TASK: Search the records below for the word "field" and show every line where it occurs.

----

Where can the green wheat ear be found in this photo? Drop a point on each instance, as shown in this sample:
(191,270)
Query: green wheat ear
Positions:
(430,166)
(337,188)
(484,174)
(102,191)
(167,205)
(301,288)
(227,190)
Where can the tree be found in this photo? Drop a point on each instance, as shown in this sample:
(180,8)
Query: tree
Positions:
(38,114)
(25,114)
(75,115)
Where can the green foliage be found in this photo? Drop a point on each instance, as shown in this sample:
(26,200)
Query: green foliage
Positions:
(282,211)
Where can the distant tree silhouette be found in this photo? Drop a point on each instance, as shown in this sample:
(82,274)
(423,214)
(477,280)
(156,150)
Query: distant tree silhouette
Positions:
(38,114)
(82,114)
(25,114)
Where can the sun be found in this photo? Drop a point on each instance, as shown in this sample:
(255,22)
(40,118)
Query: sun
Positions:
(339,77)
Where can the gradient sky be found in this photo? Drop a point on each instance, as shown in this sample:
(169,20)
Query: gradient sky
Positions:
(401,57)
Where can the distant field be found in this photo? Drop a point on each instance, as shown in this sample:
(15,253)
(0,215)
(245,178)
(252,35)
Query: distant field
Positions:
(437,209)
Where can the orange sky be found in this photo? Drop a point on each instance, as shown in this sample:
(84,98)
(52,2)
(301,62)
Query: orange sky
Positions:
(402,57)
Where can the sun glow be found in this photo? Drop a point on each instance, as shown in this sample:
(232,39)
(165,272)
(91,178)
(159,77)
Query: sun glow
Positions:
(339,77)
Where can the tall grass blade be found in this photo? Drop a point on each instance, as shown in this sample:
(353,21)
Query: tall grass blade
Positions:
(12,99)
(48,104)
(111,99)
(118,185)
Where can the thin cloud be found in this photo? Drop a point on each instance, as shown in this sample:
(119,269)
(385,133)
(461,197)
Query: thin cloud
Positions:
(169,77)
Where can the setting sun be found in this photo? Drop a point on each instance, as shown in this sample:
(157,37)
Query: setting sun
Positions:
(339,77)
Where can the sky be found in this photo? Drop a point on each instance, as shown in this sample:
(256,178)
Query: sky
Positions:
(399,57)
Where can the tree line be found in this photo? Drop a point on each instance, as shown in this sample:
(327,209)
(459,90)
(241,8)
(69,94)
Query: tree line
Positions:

----

ANSWER:
Where can the distant field be found in this photo? Drop a point on each instance, as shown in this sample:
Query: distant field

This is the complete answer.